Problem 1:
Check the three statements, (a), (b) and (c), against the message below. Answer yes or no for each and quote the words of the message that decide it.

(a) The writer says the syntax characters were listed to affirm that no new characters are allowed for keywords.
(b) The message was sent on a Saturday.
(c) The writer says all of them were listed in order to claim conformance to each of them.

— BEGIN Passage shown —

C++ Logo

sg16

Advanced search

Re: [SG16] Revised and repaired P1949R2 - C++ Identifier Syntax using Unicode Standard Annex 31

From: Steve Downey <sdowney_at_[hidden]>
Date: Sun, 23 Feb 2020 11:19:46 -0500
My internet in listing all of them in the body of the paper was to address
each of them, not to claim conformance to each of them. The intent in
listing the syntax characters was to affirm that no new characters are
being allowed for keywords or parts of the grammar other than identifiers,
where universal character names are used now. If that's overspecifying,
then yes dropping it makes sense.



On Sun, Feb 23, 2020, 08:16 Hubert Tong via SG16 <sg16_at_[hidden]>
wrote:

> (Collecting the list back into one place; a more careful reading leads me
> to believe LOW LINE is handled property)

— END Passage shown —
— BEGIN Entries provided —

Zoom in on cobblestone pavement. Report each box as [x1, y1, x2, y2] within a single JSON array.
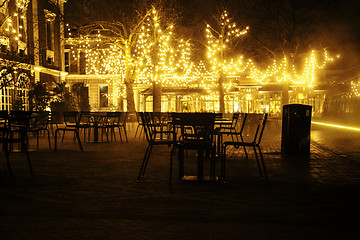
[[0, 124, 360, 239]]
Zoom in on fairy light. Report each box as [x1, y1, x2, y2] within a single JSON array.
[[65, 9, 335, 108], [1, 0, 30, 41]]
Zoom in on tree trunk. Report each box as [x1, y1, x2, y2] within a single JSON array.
[[125, 79, 136, 113], [219, 73, 225, 113], [281, 82, 290, 111], [153, 83, 162, 112]]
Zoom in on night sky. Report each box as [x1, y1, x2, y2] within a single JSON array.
[[65, 0, 360, 64]]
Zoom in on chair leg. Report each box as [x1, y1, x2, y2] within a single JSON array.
[[118, 127, 122, 143], [210, 146, 216, 181], [54, 129, 59, 152], [61, 130, 65, 142], [134, 125, 140, 138], [253, 146, 263, 178], [137, 144, 150, 181], [257, 146, 269, 182], [3, 142, 13, 177], [75, 130, 84, 152], [46, 129, 51, 150], [240, 135, 249, 159], [23, 142, 33, 172], [221, 145, 227, 182], [142, 144, 153, 176], [36, 131, 40, 150], [178, 148, 184, 181], [169, 148, 174, 187], [123, 126, 129, 142]]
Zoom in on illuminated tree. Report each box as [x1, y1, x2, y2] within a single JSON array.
[[206, 11, 249, 113], [235, 0, 342, 104], [140, 8, 191, 112]]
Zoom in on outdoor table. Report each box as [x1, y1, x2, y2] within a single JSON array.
[[172, 113, 217, 181], [90, 112, 105, 143], [214, 118, 233, 156]]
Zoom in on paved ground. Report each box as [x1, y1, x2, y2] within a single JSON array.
[[0, 123, 360, 239]]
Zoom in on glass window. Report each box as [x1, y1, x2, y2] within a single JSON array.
[[99, 86, 109, 108]]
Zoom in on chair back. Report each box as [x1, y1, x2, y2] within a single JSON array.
[[118, 112, 128, 127], [30, 111, 50, 129], [139, 112, 155, 143], [172, 113, 216, 142], [105, 112, 121, 126], [63, 111, 81, 127], [231, 113, 240, 129], [0, 110, 9, 128], [242, 113, 268, 145], [8, 111, 31, 132]]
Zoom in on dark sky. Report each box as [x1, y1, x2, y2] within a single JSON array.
[[65, 0, 360, 65]]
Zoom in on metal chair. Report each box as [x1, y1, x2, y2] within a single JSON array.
[[170, 113, 216, 181], [54, 112, 84, 152], [134, 112, 144, 138], [0, 112, 33, 176], [28, 111, 51, 150], [137, 112, 175, 184], [221, 113, 268, 182]]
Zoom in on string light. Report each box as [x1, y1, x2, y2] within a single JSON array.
[[66, 9, 334, 103]]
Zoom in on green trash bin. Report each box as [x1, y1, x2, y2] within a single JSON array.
[[281, 104, 312, 155]]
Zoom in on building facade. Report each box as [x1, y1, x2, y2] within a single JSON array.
[[0, 0, 67, 110]]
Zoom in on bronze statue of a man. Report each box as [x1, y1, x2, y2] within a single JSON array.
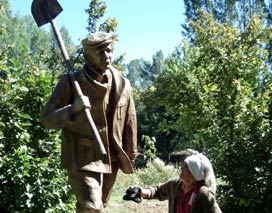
[[42, 32, 137, 212]]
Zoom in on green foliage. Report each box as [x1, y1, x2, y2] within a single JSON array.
[[0, 2, 75, 212], [144, 10, 272, 212], [110, 158, 180, 202], [0, 50, 73, 212], [142, 135, 157, 160]]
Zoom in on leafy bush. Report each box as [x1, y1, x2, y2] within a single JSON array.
[[0, 48, 74, 212], [111, 158, 179, 202]]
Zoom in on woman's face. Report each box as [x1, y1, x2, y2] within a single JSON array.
[[180, 163, 195, 182]]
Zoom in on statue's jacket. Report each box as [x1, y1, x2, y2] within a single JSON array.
[[41, 66, 137, 173]]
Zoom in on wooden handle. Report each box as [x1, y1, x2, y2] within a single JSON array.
[[50, 19, 107, 155]]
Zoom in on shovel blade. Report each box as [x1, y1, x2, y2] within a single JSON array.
[[31, 0, 62, 27]]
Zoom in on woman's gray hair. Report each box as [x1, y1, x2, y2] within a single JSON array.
[[184, 150, 216, 194]]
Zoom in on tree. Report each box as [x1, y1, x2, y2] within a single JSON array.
[[146, 10, 272, 212]]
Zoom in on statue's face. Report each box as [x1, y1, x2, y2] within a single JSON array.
[[84, 44, 112, 73]]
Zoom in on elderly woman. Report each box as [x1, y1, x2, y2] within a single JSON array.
[[124, 151, 221, 213]]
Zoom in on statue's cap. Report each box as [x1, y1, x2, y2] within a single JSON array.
[[81, 32, 113, 47]]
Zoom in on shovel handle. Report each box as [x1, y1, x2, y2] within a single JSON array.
[[50, 19, 107, 155]]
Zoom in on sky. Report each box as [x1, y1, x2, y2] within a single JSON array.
[[9, 0, 184, 62]]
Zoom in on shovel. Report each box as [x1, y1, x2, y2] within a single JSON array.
[[31, 0, 107, 155]]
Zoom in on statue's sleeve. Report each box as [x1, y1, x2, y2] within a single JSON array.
[[41, 74, 74, 128]]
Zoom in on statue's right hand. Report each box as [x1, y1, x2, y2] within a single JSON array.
[[72, 95, 91, 114]]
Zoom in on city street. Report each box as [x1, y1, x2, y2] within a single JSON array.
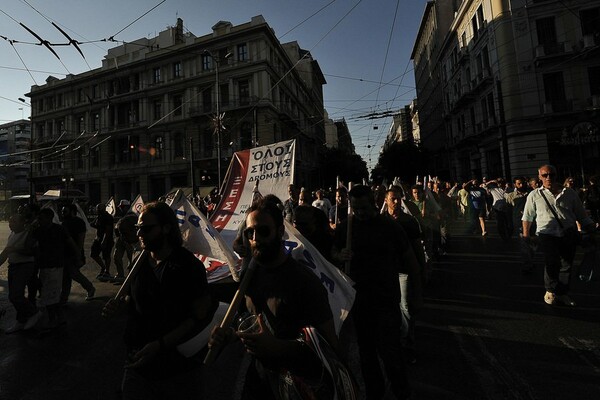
[[0, 221, 600, 400]]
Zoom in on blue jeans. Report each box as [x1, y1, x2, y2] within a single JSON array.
[[539, 233, 576, 295], [8, 262, 37, 322]]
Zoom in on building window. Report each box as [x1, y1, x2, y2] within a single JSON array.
[[240, 122, 252, 149], [202, 54, 213, 71], [152, 100, 162, 121], [543, 72, 568, 112], [150, 136, 165, 160], [579, 8, 600, 39], [219, 83, 229, 107], [77, 115, 85, 133], [588, 66, 600, 96], [535, 17, 557, 54], [173, 94, 183, 117], [94, 113, 100, 132], [173, 132, 185, 158], [237, 43, 248, 61], [202, 88, 212, 112], [90, 146, 100, 167], [238, 81, 250, 105], [173, 61, 183, 78]]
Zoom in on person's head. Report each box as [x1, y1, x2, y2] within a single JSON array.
[[38, 208, 54, 228], [348, 185, 377, 221], [8, 214, 25, 233], [244, 198, 285, 264], [335, 187, 348, 205], [513, 177, 527, 192], [298, 190, 312, 206], [136, 202, 183, 251], [563, 176, 575, 189], [410, 185, 423, 201], [288, 183, 300, 201], [528, 178, 540, 189], [292, 205, 320, 237], [385, 186, 402, 215], [538, 164, 558, 189]]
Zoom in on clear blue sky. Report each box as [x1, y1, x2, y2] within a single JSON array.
[[0, 0, 426, 168]]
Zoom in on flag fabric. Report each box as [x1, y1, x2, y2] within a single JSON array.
[[42, 201, 61, 225], [167, 190, 239, 281], [210, 140, 296, 243], [129, 194, 144, 215], [73, 201, 92, 231], [106, 197, 117, 217], [283, 220, 356, 334]]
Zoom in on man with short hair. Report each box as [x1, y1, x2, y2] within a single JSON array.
[[103, 202, 218, 400], [209, 199, 338, 399], [522, 165, 596, 307], [329, 186, 348, 230], [90, 203, 114, 282], [60, 204, 96, 304], [332, 185, 422, 399], [283, 183, 300, 224], [384, 186, 425, 364]]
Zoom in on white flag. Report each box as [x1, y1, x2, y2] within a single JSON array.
[[106, 197, 117, 217], [168, 190, 239, 281], [129, 194, 144, 215]]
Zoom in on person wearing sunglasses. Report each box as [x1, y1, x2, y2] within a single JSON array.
[[102, 202, 218, 400], [522, 165, 596, 307], [209, 198, 346, 399]]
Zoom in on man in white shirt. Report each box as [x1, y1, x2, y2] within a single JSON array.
[[522, 165, 596, 307]]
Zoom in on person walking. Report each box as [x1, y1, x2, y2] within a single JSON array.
[[60, 204, 96, 304], [90, 203, 115, 282], [522, 165, 596, 307], [0, 214, 41, 334], [332, 185, 422, 400], [102, 202, 218, 400]]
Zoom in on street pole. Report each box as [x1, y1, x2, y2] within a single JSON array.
[[190, 138, 196, 200], [217, 55, 221, 194]]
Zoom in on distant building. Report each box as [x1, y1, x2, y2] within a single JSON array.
[[28, 16, 326, 202], [0, 119, 31, 200], [413, 0, 600, 180]]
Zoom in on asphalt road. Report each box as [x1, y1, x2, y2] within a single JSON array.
[[0, 222, 600, 400]]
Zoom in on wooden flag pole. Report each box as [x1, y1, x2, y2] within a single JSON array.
[[204, 262, 256, 365]]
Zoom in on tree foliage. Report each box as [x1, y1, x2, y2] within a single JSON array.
[[371, 141, 427, 182], [322, 148, 369, 186]]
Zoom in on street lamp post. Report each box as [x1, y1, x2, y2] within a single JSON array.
[[204, 50, 231, 193], [62, 176, 75, 200]]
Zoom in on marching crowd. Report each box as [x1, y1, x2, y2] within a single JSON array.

— END Entries provided —

Problem 2:
Scale everything from the first of the rows after the message down to the row containing "[[65, 0, 360, 64]]", with both ends included. Repeat the requests unchanged. In the answers, multiply every box coordinate by 0.5 and round to a whole number, rounding halves up. Leave the pictures out.

Problem solution 1:
(a) Yes: "The intent in listing the syntax characters was to affirm that no new characters are being allowed for keywords or parts of the grammar other than identifiers"
(b) No: "Date: Sun, 23 Feb 2020 11:19:46 -0500"
(c) No: "each of them, not to claim conformance to each of them"

Problem solution 2:
Zoom in on cobblestone pavement. Report each box as [x1, y1, x2, y2] within a single JSON array.
[[0, 62, 180, 120]]
Zoom in on fairy light. Report each box as [x1, y1, x2, y2] within a single JSON array.
[[33, 5, 168, 54], [1, 0, 15, 21]]
Zoom in on tree trunk. Report each box as [x1, y1, x2, y2] within a single JSON array.
[[63, 40, 68, 57], [110, 37, 113, 57], [141, 41, 145, 56], [77, 42, 81, 56]]
Zoom in on night sky. Report each box as [x1, y1, x2, y2] within a single JSON array.
[[33, 0, 180, 32]]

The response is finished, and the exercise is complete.